◆ **TASK BRIEF**: Look through the records below for the line with "Target: man standing with arms crossed" and the line with "of the crowd", then return those lines and all lines between, exactly.

◆ **INFORMATION SUPPLIED**:
····················
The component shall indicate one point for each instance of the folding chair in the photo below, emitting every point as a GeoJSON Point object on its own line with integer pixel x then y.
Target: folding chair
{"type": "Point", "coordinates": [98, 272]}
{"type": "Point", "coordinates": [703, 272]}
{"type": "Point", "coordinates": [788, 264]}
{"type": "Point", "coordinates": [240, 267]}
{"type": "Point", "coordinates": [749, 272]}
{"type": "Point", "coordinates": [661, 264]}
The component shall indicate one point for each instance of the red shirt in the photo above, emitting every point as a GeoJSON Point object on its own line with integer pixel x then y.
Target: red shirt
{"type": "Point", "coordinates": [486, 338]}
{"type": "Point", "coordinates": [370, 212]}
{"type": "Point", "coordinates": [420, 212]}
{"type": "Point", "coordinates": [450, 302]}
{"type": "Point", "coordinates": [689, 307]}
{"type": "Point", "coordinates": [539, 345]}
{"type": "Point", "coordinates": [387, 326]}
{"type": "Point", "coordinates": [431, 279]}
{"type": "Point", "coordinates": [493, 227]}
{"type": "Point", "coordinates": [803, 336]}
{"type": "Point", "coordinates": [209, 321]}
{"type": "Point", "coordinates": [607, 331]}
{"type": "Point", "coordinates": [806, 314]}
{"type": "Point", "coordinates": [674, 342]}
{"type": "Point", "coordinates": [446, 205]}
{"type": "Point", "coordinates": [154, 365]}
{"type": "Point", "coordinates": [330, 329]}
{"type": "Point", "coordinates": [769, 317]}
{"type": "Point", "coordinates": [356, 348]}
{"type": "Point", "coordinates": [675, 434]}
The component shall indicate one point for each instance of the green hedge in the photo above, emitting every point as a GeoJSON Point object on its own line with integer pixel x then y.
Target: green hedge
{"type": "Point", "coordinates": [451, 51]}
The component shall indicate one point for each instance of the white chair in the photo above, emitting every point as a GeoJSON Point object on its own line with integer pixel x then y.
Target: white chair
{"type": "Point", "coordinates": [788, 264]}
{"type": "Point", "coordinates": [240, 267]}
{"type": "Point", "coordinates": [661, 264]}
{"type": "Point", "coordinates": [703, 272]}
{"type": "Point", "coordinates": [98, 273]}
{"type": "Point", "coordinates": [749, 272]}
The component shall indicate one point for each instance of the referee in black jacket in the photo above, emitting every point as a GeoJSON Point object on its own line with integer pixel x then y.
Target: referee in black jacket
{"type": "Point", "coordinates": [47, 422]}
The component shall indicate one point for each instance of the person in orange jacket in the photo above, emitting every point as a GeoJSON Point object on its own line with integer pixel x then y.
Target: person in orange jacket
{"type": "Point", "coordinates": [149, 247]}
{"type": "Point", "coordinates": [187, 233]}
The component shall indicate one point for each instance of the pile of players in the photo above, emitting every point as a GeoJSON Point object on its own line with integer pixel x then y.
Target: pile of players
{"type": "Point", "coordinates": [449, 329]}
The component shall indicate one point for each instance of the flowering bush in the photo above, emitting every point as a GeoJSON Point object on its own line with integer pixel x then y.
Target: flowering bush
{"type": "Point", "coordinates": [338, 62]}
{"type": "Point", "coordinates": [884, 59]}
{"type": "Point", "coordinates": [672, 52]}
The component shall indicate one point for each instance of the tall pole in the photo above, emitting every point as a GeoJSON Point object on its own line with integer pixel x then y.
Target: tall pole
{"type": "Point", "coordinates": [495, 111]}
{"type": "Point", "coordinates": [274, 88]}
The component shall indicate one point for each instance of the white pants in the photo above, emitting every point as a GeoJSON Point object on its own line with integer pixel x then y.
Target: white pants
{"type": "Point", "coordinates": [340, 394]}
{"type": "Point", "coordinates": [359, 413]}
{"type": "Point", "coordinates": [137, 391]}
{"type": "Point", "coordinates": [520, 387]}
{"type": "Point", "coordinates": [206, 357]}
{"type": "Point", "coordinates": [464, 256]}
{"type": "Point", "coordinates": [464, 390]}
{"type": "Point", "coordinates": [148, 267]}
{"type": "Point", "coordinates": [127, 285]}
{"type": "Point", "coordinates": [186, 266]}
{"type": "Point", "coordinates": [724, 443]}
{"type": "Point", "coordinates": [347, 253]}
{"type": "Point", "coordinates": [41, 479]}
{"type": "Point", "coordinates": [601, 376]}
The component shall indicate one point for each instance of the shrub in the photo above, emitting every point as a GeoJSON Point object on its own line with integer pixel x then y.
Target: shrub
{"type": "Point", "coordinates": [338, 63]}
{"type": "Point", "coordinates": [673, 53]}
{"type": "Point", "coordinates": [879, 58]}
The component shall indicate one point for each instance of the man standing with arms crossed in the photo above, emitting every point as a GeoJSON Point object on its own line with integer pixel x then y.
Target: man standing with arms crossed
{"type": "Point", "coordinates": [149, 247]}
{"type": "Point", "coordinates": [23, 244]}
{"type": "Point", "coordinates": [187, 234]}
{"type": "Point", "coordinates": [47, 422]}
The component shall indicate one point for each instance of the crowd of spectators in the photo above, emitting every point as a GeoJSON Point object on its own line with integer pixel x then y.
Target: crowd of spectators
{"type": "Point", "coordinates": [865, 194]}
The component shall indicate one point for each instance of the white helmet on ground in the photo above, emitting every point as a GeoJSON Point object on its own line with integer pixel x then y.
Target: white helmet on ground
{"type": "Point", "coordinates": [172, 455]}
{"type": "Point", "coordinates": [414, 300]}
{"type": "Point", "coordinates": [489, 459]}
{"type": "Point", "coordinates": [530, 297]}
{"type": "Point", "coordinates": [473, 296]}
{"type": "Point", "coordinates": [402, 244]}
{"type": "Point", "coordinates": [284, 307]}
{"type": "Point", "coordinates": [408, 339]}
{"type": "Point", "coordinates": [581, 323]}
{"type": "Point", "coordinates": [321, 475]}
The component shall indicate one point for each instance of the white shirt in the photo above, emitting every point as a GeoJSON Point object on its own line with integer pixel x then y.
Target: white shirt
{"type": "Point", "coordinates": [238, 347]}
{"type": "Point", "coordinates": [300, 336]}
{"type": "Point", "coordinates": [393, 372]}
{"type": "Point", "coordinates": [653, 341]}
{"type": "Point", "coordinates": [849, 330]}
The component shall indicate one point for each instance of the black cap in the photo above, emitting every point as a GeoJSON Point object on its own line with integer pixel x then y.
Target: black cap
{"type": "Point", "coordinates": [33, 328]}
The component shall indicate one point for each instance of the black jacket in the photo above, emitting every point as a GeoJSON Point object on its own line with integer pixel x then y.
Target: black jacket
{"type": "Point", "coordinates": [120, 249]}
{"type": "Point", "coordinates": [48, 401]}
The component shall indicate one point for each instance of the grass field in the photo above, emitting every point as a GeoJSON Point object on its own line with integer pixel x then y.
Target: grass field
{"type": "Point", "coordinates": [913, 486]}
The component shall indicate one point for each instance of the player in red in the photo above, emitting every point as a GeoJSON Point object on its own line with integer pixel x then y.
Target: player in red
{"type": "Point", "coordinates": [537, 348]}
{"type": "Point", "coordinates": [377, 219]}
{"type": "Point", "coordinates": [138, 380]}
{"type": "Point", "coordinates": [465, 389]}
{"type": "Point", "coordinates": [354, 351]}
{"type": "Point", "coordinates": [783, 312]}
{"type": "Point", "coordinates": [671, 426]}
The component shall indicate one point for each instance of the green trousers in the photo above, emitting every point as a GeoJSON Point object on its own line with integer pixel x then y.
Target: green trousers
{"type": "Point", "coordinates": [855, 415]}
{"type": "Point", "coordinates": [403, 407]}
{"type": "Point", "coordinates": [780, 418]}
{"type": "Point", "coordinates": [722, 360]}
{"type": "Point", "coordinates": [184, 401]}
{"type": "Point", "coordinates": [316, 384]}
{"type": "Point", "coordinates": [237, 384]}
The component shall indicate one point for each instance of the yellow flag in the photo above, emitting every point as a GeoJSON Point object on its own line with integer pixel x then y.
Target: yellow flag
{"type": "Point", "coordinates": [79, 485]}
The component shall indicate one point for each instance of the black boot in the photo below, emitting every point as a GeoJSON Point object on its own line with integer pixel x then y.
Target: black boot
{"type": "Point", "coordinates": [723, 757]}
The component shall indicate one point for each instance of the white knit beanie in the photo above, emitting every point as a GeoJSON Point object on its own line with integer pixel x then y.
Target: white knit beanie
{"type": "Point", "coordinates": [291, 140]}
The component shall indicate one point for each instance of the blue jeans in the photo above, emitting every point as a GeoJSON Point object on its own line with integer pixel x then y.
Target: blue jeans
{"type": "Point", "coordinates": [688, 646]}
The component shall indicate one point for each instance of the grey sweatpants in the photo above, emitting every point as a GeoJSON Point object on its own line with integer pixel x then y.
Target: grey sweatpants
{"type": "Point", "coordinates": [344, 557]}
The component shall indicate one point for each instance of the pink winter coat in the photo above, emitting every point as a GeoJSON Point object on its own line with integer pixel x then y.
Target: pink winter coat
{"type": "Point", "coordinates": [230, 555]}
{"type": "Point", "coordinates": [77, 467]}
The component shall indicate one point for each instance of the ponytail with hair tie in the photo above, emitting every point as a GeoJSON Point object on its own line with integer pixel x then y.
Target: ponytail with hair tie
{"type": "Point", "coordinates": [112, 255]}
····················
◆ **EXPECTED ANSWER**:
Target: man standing with arms crossed
{"type": "Point", "coordinates": [149, 247]}
{"type": "Point", "coordinates": [23, 244]}
{"type": "Point", "coordinates": [187, 234]}
{"type": "Point", "coordinates": [47, 422]}
The component shall indicate one point for each instance of the crowd of spectators in the photo above, emitting every point as a GeoJSON Point object on its own line with integer pixel x then y.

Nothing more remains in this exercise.